Reproduce each entry exactly as written.
** INFORMATION GIVEN follows **
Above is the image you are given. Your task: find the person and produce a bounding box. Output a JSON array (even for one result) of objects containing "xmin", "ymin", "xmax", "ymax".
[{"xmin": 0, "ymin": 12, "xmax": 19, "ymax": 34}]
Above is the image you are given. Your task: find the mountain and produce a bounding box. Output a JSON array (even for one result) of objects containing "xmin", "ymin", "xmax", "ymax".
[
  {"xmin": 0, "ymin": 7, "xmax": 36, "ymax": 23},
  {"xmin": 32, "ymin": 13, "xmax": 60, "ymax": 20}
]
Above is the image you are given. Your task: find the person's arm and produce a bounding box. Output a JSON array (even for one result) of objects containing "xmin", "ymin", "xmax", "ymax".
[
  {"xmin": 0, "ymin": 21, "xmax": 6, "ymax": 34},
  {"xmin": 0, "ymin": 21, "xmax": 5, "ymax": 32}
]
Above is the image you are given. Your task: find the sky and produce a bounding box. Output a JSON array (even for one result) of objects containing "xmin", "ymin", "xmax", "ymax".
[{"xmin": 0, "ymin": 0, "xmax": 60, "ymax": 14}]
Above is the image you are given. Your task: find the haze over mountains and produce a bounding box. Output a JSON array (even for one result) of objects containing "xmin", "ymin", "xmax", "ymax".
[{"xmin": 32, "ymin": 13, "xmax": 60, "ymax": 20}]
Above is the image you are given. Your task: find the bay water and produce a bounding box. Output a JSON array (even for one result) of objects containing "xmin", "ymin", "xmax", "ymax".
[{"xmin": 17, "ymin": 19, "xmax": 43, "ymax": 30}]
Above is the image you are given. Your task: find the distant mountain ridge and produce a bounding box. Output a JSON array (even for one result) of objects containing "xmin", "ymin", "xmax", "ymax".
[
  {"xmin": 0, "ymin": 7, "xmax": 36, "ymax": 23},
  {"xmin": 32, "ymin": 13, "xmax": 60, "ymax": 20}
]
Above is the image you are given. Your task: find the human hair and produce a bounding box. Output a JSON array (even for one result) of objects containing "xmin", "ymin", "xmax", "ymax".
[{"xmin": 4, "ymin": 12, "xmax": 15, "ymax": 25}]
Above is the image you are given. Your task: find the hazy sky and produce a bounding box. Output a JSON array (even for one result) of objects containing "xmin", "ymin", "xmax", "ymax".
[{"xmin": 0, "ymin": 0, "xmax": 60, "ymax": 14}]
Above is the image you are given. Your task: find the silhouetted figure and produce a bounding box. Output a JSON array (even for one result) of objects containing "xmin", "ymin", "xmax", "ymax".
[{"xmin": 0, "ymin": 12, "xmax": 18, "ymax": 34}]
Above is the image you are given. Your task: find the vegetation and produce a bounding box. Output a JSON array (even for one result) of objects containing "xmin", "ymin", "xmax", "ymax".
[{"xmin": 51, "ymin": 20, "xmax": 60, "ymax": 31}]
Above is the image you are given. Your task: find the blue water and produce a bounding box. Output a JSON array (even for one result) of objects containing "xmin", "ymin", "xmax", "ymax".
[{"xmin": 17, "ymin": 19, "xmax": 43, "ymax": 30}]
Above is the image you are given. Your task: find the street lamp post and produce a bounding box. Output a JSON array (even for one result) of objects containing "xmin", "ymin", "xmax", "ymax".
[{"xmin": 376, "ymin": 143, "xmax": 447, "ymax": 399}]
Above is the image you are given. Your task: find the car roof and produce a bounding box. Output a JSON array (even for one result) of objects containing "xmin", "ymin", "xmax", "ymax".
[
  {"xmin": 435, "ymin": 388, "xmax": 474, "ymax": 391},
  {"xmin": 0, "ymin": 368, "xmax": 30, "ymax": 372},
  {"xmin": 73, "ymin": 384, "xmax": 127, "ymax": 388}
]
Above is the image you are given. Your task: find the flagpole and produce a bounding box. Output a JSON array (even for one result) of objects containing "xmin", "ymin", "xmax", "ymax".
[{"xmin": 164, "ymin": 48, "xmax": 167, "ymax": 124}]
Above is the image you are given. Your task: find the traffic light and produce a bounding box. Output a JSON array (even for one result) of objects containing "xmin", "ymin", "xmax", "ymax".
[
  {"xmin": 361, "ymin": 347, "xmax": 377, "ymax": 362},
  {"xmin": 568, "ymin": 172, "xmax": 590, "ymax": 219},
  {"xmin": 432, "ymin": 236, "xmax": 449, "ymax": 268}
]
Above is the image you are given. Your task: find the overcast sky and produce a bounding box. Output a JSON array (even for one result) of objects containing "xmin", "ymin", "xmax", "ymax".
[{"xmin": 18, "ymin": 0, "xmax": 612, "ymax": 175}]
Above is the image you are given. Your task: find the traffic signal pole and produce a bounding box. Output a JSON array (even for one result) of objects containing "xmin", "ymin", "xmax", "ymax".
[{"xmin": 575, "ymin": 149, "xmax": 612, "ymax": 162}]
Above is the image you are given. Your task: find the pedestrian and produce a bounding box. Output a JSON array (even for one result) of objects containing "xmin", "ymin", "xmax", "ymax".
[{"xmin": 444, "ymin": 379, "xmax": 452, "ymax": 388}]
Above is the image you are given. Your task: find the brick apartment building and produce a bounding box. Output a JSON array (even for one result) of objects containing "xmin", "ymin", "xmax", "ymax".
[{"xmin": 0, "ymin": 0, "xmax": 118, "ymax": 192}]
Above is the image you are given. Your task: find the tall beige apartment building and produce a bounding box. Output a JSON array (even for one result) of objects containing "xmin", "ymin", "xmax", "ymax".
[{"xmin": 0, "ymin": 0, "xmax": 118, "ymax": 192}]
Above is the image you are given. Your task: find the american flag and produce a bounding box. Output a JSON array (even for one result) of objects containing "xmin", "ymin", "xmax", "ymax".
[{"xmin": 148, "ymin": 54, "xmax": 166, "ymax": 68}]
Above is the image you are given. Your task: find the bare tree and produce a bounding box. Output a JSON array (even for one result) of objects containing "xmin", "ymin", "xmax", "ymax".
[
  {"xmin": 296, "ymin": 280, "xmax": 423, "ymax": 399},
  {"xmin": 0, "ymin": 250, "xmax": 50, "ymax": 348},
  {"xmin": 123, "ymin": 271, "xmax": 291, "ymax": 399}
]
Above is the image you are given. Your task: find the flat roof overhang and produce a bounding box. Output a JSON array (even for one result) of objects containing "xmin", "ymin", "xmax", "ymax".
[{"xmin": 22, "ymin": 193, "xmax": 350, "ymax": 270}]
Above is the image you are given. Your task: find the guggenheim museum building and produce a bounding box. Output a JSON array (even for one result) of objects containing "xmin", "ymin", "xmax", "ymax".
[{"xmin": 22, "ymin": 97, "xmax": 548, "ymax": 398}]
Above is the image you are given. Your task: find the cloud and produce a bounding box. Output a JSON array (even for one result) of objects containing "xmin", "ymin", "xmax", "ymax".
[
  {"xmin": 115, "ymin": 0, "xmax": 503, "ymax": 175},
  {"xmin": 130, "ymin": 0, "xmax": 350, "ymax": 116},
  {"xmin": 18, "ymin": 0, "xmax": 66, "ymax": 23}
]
** End of INFORMATION GIVEN **
## SOLUTION TO THE PROBLEM
Above is the image you are given. Your task: find the person and produce a bounding box. Output a JSON array (even for one result) of objects containing "xmin", "ymin", "xmax", "ymax".
[{"xmin": 0, "ymin": 12, "xmax": 19, "ymax": 34}]
Above is the image you are given. Your task: find the mountain and produce a bounding box. Output a JSON array (even for one result) of objects containing "xmin", "ymin", "xmax", "ymax".
[
  {"xmin": 0, "ymin": 7, "xmax": 36, "ymax": 23},
  {"xmin": 32, "ymin": 13, "xmax": 60, "ymax": 20}
]
Above is the image you are given. Your task: find the person's arm and produce a bounding box. Output a JSON array (even for one result) of objects containing "xmin", "ymin", "xmax", "ymax".
[
  {"xmin": 0, "ymin": 21, "xmax": 6, "ymax": 34},
  {"xmin": 0, "ymin": 21, "xmax": 5, "ymax": 32}
]
Above is the image you are given. Your task: find the sky and produce a bounding box. Output a JSON array (even for one result) of objects containing "xmin", "ymin", "xmax", "ymax".
[{"xmin": 0, "ymin": 0, "xmax": 60, "ymax": 14}]
Above is the image you are given. Your task: find the haze over mountains and produce a bounding box. Output a JSON array (even for one result) of objects containing "xmin", "ymin", "xmax", "ymax".
[{"xmin": 32, "ymin": 13, "xmax": 60, "ymax": 20}]
Above is the image you are given. Your task: find the bay water and produce a bounding box. Output a JSON array (even for one result) of objects containing "xmin", "ymin", "xmax", "ymax".
[{"xmin": 17, "ymin": 19, "xmax": 43, "ymax": 30}]
Above is the image you are given. Your task: find the distant mountain ridge and produce a bounding box. Output a JSON array (even for one result) of objects containing "xmin", "ymin", "xmax", "ymax".
[
  {"xmin": 0, "ymin": 7, "xmax": 36, "ymax": 23},
  {"xmin": 32, "ymin": 13, "xmax": 60, "ymax": 20}
]
Above is the image you are given. Your task: find the human hair and produce a bounding box. Output a JSON array (even for one result) of objects containing "xmin", "ymin", "xmax", "ymax".
[{"xmin": 4, "ymin": 12, "xmax": 15, "ymax": 25}]
Above is the image you are given. Your task: find the hazy sky and produce a bounding box. Output a JSON array (even for one result) of objects containing "xmin", "ymin", "xmax", "ymax".
[{"xmin": 0, "ymin": 0, "xmax": 60, "ymax": 14}]
Above is the image you are given. Your task: find the silhouetted figure and produce a bounding box. Output a JSON array (even for one result) of objects containing "xmin", "ymin", "xmax", "ymax".
[{"xmin": 0, "ymin": 12, "xmax": 18, "ymax": 34}]
Above is the image you are given. Your task: find the vegetation and produce a bounding box. Output a JSON array (even for one result) of objects containing "xmin", "ymin", "xmax", "ymax".
[{"xmin": 51, "ymin": 20, "xmax": 60, "ymax": 31}]
Above is the image you are given. Your task: find the blue water and produce a bounding box. Output a JSON array (even for one result) of objects containing "xmin", "ymin", "xmax", "ymax".
[{"xmin": 17, "ymin": 19, "xmax": 43, "ymax": 30}]
Above is the image you are given. Your task: find the street lamp post and produce a bounding box. Output a JSON array (even for one result) of objects containing "xmin", "ymin", "xmax", "ymax".
[{"xmin": 376, "ymin": 143, "xmax": 447, "ymax": 399}]
Above is the image you are given. Your task: find the car roof and produce a bounding box. Output a JSON array (even for one result) of objects containing "xmin", "ymin", "xmax", "ymax".
[
  {"xmin": 435, "ymin": 388, "xmax": 474, "ymax": 391},
  {"xmin": 0, "ymin": 368, "xmax": 30, "ymax": 372},
  {"xmin": 73, "ymin": 384, "xmax": 127, "ymax": 388}
]
Above is the image you are given. Your task: find the flagpole and produce a bounding box. Output a JSON array (even for one result) of objects containing "xmin", "ymin", "xmax", "ymax".
[{"xmin": 164, "ymin": 48, "xmax": 167, "ymax": 124}]
Above is the image you are given. Your task: find the traffic light and produce a bounding box. Output a JSON array (even for one result) of objects containing "xmin", "ymin", "xmax", "ymax".
[
  {"xmin": 361, "ymin": 347, "xmax": 377, "ymax": 362},
  {"xmin": 568, "ymin": 172, "xmax": 590, "ymax": 219},
  {"xmin": 432, "ymin": 236, "xmax": 449, "ymax": 268}
]
Above is the image you are given. Your task: find the overcast sky and produce a bounding box. Output a JSON array (even for one result) of objects containing "xmin", "ymin", "xmax", "ymax".
[{"xmin": 18, "ymin": 0, "xmax": 612, "ymax": 175}]
Above is the image you are given. Your task: find the traffic signal pole and produce a bounding box. Output a JSON array (even for one result) of objects containing "xmin", "ymin", "xmax", "ymax".
[{"xmin": 575, "ymin": 149, "xmax": 612, "ymax": 162}]
Above is the image you are given. Your task: find the pedestrian and produce a bounding box. Output a JSON array (even for one result) of objects containing "xmin", "ymin", "xmax", "ymax".
[{"xmin": 444, "ymin": 379, "xmax": 452, "ymax": 388}]
Above is the image you are given. Your task: find the brick apartment building and produce a bounding box. Output a JSON array (even for one result) of objects containing "xmin", "ymin", "xmax", "ymax".
[{"xmin": 0, "ymin": 0, "xmax": 118, "ymax": 192}]
Above is the image you are given. Your task: find the tall beige apartment building and produce a bounding box. Output a JSON array (even for one result) of objects containing "xmin", "ymin", "xmax", "ymax".
[{"xmin": 0, "ymin": 0, "xmax": 118, "ymax": 192}]
Above is the image you are given. Your task: find the american flag and produce a bounding box. Output a JSON array (even for one result) of objects containing "xmin", "ymin", "xmax", "ymax".
[{"xmin": 148, "ymin": 54, "xmax": 166, "ymax": 68}]
Above is the image you are given. Your task: find the bare tree and produce a bounding box. Output a JSON array (even for one result) of objects containing "xmin", "ymin", "xmax", "ymax".
[
  {"xmin": 296, "ymin": 280, "xmax": 423, "ymax": 399},
  {"xmin": 0, "ymin": 250, "xmax": 50, "ymax": 348},
  {"xmin": 123, "ymin": 271, "xmax": 291, "ymax": 399}
]
Above is the image you are given. Your task: find the flat roof overhang and produce a bounding box. Output a JSON array (even for one result) of objects containing "xmin", "ymin", "xmax", "ymax".
[{"xmin": 22, "ymin": 193, "xmax": 350, "ymax": 270}]
Above is the image you are given. Your task: find the guggenheim museum building and produce a bounding box. Output a JSON array (even for one result) of objects containing "xmin", "ymin", "xmax", "ymax".
[{"xmin": 22, "ymin": 97, "xmax": 548, "ymax": 398}]
Above is the image you are given. Your task: find the cloud and produce a bounding box. Output a JSON array (even for one result) of objects containing "xmin", "ymin", "xmax", "ymax".
[
  {"xmin": 115, "ymin": 0, "xmax": 503, "ymax": 175},
  {"xmin": 130, "ymin": 0, "xmax": 350, "ymax": 116},
  {"xmin": 18, "ymin": 0, "xmax": 66, "ymax": 23}
]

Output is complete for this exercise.